(Items from a dataset)
+--

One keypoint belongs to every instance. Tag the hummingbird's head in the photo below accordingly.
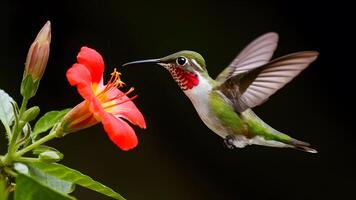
(184, 66)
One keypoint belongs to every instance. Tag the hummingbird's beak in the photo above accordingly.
(157, 61)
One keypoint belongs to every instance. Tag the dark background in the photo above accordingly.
(178, 157)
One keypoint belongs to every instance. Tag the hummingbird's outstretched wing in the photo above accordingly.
(254, 87)
(256, 54)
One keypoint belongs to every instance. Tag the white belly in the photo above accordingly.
(199, 96)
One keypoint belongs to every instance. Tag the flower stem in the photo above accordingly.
(16, 132)
(27, 159)
(50, 136)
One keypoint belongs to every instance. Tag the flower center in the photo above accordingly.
(110, 96)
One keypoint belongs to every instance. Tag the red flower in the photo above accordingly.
(103, 103)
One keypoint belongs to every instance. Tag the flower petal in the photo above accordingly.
(93, 61)
(119, 132)
(79, 75)
(127, 110)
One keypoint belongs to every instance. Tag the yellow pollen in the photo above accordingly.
(115, 79)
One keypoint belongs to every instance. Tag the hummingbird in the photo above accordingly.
(225, 103)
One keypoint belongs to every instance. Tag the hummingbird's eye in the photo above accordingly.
(181, 61)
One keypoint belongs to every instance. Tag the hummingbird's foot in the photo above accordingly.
(229, 141)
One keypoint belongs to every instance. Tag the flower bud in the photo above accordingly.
(31, 114)
(36, 62)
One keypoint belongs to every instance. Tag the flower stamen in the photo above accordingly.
(121, 102)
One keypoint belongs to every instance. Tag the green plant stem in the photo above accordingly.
(16, 132)
(23, 106)
(27, 159)
(50, 136)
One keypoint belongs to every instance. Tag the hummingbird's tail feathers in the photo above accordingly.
(302, 146)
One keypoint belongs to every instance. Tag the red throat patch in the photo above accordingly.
(186, 80)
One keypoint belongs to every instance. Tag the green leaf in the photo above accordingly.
(67, 174)
(61, 186)
(3, 190)
(28, 188)
(48, 120)
(6, 109)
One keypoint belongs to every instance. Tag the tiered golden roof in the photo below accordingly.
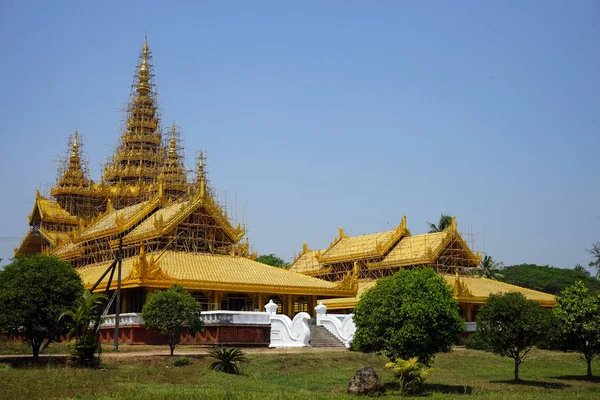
(171, 231)
(200, 271)
(467, 289)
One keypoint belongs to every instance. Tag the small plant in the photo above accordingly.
(412, 375)
(228, 359)
(85, 322)
(181, 361)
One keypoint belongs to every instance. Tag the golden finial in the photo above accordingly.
(75, 151)
(144, 77)
(200, 167)
(173, 147)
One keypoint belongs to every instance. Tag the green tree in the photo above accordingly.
(171, 312)
(510, 325)
(488, 268)
(410, 314)
(581, 270)
(85, 320)
(228, 359)
(444, 222)
(34, 292)
(579, 313)
(595, 252)
(273, 260)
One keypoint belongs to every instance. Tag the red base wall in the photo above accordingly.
(217, 334)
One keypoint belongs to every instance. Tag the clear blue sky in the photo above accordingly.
(326, 114)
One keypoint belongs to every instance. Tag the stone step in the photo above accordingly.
(321, 337)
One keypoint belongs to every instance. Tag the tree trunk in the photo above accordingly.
(36, 350)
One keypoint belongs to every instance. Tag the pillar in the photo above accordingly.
(321, 311)
(125, 301)
(260, 301)
(290, 306)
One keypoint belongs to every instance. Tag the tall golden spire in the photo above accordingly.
(139, 158)
(173, 142)
(75, 147)
(200, 175)
(144, 74)
(72, 179)
(173, 173)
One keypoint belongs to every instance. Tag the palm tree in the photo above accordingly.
(488, 268)
(228, 359)
(445, 221)
(87, 343)
(87, 309)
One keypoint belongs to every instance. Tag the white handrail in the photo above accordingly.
(340, 325)
(286, 332)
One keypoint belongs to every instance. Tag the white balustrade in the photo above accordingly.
(286, 332)
(340, 325)
(235, 317)
(125, 319)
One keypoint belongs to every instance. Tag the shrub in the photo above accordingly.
(510, 325)
(578, 311)
(411, 373)
(85, 321)
(171, 312)
(181, 361)
(34, 291)
(228, 359)
(475, 342)
(411, 314)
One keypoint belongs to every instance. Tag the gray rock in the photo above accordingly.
(365, 382)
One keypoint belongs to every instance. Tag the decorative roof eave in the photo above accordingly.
(406, 263)
(122, 225)
(317, 272)
(160, 228)
(454, 236)
(148, 273)
(320, 254)
(46, 217)
(227, 287)
(235, 234)
(380, 249)
(24, 243)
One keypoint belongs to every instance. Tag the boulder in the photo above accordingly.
(365, 382)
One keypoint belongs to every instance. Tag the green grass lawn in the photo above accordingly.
(308, 375)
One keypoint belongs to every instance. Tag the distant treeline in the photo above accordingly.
(545, 278)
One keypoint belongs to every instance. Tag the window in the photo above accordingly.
(300, 305)
(202, 299)
(277, 300)
(237, 302)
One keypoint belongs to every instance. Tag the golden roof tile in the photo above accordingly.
(115, 221)
(467, 289)
(477, 290)
(158, 222)
(372, 245)
(307, 264)
(203, 271)
(411, 250)
(51, 211)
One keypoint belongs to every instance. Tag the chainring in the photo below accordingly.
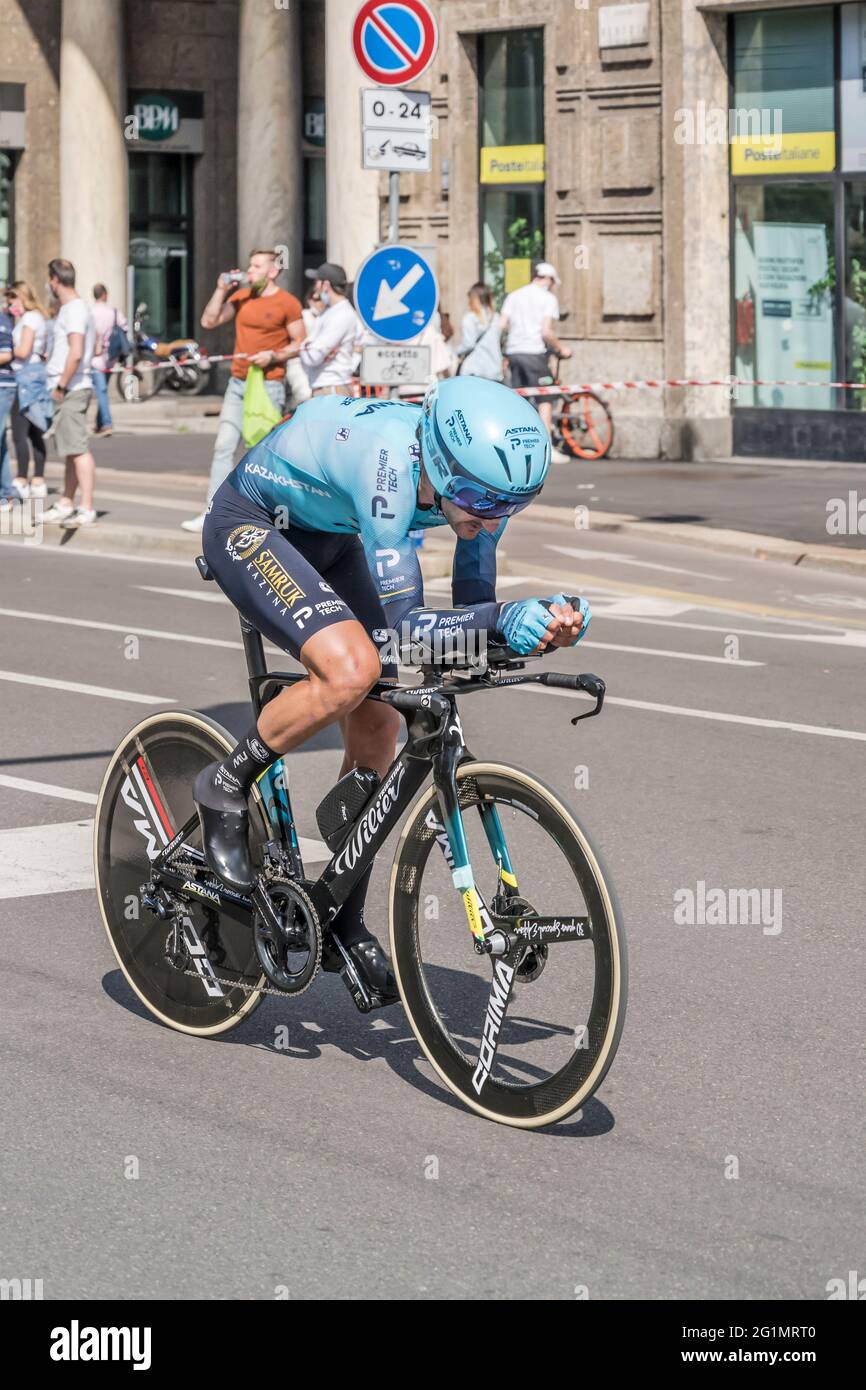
(299, 936)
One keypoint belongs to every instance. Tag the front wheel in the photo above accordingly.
(552, 1040)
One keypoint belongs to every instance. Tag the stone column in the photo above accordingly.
(352, 192)
(93, 178)
(270, 164)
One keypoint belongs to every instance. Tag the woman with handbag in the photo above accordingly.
(480, 350)
(34, 409)
(111, 342)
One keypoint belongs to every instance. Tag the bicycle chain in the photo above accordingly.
(267, 873)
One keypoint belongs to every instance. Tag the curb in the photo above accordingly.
(734, 542)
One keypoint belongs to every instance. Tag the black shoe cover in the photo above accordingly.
(224, 834)
(374, 968)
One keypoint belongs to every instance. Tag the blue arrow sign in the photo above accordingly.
(395, 293)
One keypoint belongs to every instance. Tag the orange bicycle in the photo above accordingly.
(583, 424)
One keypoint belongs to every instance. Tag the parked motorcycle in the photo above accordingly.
(152, 364)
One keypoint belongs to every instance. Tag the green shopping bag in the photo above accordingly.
(260, 414)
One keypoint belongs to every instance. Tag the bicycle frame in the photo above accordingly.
(434, 744)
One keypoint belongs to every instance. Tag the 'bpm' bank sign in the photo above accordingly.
(166, 121)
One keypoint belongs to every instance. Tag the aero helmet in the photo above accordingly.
(484, 448)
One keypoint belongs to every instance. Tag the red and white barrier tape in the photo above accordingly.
(572, 388)
(680, 381)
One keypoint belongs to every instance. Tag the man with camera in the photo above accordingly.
(268, 331)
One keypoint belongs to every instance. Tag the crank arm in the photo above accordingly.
(357, 987)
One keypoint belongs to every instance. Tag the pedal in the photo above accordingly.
(362, 997)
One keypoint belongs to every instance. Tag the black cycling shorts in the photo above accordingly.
(288, 583)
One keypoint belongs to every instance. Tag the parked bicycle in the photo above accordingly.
(178, 364)
(520, 1014)
(583, 424)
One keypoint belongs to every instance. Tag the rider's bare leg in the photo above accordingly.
(342, 665)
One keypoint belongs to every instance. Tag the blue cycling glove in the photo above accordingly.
(524, 623)
(580, 606)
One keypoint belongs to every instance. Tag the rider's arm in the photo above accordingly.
(474, 567)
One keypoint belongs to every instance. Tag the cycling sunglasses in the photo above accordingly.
(483, 502)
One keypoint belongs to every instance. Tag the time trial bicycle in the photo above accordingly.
(506, 938)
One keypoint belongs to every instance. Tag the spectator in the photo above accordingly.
(106, 319)
(70, 382)
(7, 396)
(296, 375)
(312, 309)
(268, 331)
(34, 407)
(480, 349)
(328, 353)
(527, 317)
(442, 362)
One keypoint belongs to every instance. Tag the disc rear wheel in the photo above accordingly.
(200, 976)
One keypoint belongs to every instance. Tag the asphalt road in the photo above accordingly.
(787, 501)
(723, 1154)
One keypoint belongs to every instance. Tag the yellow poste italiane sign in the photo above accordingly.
(512, 164)
(809, 152)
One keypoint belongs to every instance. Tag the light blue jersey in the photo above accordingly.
(348, 464)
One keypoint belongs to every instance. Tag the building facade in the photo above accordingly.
(697, 171)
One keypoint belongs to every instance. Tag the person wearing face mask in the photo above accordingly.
(268, 332)
(527, 320)
(328, 353)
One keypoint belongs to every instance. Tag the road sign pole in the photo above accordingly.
(394, 207)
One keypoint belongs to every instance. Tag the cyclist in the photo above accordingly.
(310, 540)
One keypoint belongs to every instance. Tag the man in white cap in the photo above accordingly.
(527, 319)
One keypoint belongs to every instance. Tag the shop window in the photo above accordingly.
(7, 221)
(512, 161)
(784, 92)
(854, 292)
(314, 210)
(160, 241)
(784, 320)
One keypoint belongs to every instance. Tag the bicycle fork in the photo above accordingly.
(488, 938)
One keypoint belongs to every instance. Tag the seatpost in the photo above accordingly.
(256, 663)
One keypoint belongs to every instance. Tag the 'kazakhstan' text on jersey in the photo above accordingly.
(353, 464)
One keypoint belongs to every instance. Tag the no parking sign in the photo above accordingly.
(394, 41)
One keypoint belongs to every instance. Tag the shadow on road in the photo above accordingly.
(327, 1018)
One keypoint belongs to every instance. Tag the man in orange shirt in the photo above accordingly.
(268, 330)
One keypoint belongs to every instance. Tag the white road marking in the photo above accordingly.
(42, 859)
(843, 601)
(78, 688)
(709, 713)
(70, 552)
(681, 656)
(59, 858)
(128, 628)
(638, 605)
(576, 552)
(848, 637)
(214, 597)
(47, 790)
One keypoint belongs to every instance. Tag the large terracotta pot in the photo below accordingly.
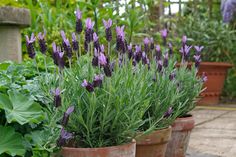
(181, 130)
(126, 150)
(153, 144)
(216, 73)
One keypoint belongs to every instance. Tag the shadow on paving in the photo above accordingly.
(214, 134)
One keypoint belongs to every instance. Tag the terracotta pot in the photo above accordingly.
(216, 73)
(126, 150)
(153, 144)
(181, 130)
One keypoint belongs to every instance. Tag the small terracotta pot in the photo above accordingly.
(181, 130)
(216, 73)
(126, 150)
(153, 144)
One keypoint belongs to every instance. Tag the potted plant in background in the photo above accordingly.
(201, 30)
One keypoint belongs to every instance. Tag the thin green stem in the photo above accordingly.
(45, 63)
(109, 48)
(35, 62)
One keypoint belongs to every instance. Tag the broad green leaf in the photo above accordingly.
(11, 142)
(20, 108)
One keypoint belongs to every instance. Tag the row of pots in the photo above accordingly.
(168, 142)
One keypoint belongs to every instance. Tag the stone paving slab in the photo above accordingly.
(214, 134)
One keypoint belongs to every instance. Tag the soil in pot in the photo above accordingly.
(181, 130)
(153, 144)
(126, 150)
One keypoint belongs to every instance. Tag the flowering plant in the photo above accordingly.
(102, 100)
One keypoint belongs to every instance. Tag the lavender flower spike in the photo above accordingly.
(184, 40)
(146, 42)
(79, 25)
(97, 81)
(66, 116)
(197, 59)
(88, 86)
(168, 112)
(64, 136)
(57, 97)
(165, 62)
(198, 49)
(42, 42)
(75, 44)
(102, 60)
(164, 34)
(158, 52)
(30, 46)
(108, 25)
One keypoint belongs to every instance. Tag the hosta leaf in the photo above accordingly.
(11, 142)
(20, 108)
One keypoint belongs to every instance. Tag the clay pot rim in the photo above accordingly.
(133, 142)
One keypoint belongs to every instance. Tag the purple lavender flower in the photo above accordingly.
(198, 49)
(146, 42)
(168, 112)
(108, 25)
(197, 59)
(185, 51)
(42, 42)
(204, 77)
(58, 56)
(108, 70)
(102, 60)
(130, 51)
(64, 137)
(159, 65)
(75, 44)
(170, 49)
(120, 39)
(89, 30)
(66, 45)
(79, 25)
(96, 41)
(88, 86)
(172, 76)
(166, 60)
(138, 53)
(158, 52)
(102, 48)
(57, 97)
(97, 81)
(66, 115)
(184, 40)
(30, 45)
(164, 34)
(152, 46)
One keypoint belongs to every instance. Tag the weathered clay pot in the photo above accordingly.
(216, 73)
(126, 150)
(181, 130)
(153, 144)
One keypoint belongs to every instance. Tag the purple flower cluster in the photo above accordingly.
(97, 82)
(58, 55)
(108, 25)
(120, 39)
(30, 45)
(79, 25)
(42, 42)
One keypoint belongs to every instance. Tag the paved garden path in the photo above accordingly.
(214, 134)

+--

Copy, character for character, the lines from the line that holds "One keypoint belongs to every instance. Tag the potted" through the final line of the records above.

**Full answer:**
One keypoint belongs to every instance. Tag the potted plant in background in the photo above accordingly.
(201, 30)
One keypoint belongs to every instance. Tag the thin green stem in the photo above accordingly.
(45, 63)
(109, 48)
(35, 62)
One keypoint belongs to every instance. Tag the broad green leaf in the photo above accordingly.
(11, 142)
(20, 108)
One keypoint belongs to every instance. Tag the row of pots in the photo above accordingly.
(168, 142)
One keypoint belongs to every instance. Tag the stone paving slab in the photo above accordingly.
(214, 134)
One keypoint belongs to every instance. Tag the soil in pot in the photo above accordingly.
(181, 130)
(153, 144)
(126, 150)
One keypoint belongs to every instance. Tag the flowering plant in the photo above accordingly.
(102, 100)
One keypoint belongs to every instance. Tag the lavender flower spike in the photo above accordingly.
(184, 40)
(146, 42)
(79, 25)
(97, 81)
(66, 116)
(197, 59)
(88, 86)
(168, 112)
(64, 136)
(57, 97)
(165, 62)
(198, 49)
(42, 42)
(75, 44)
(102, 60)
(164, 34)
(158, 52)
(30, 46)
(108, 25)
One keypoint belongs to every instance. Tag the hosta leaf in the photo above accordingly.
(11, 142)
(20, 108)
One keypoint belongs to every instance. Tag the clay pot rim in the photo above accordingly.
(133, 142)
One keypoint belongs to every instance. Tag the purple lavender flower in the photo above accordingly.
(198, 49)
(146, 42)
(168, 112)
(108, 25)
(197, 59)
(185, 51)
(42, 42)
(204, 77)
(58, 56)
(108, 70)
(102, 60)
(130, 51)
(64, 137)
(159, 65)
(75, 44)
(170, 49)
(120, 39)
(89, 30)
(66, 45)
(79, 25)
(96, 41)
(88, 86)
(172, 76)
(166, 60)
(138, 53)
(158, 52)
(102, 48)
(57, 97)
(97, 81)
(66, 115)
(184, 40)
(30, 45)
(164, 34)
(152, 46)
One keypoint belongs to every instance. Tag the weathered clay pot in the photo above accordingly.
(216, 73)
(126, 150)
(181, 130)
(153, 144)
One keypoint belongs to every instance. Tag the purple flower cluster in the photo above accordingly.
(97, 82)
(58, 55)
(108, 25)
(120, 39)
(30, 45)
(79, 25)
(42, 42)
One keypoint belongs to every instance. Tag the paved garden path in the photo above accordingly.
(214, 134)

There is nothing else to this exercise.